**BRIEF:**
All of the records must be set down again word for word.

::::

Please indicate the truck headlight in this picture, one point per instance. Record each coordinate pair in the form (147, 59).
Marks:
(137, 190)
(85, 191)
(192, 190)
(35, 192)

::::

**RESPONSE FOR THIS EXERCISE:**
Please indicate the truck headlight in this picture, one point per instance. Record each coordinate pair in the form (147, 59).
Marks:
(137, 190)
(85, 191)
(192, 190)
(35, 192)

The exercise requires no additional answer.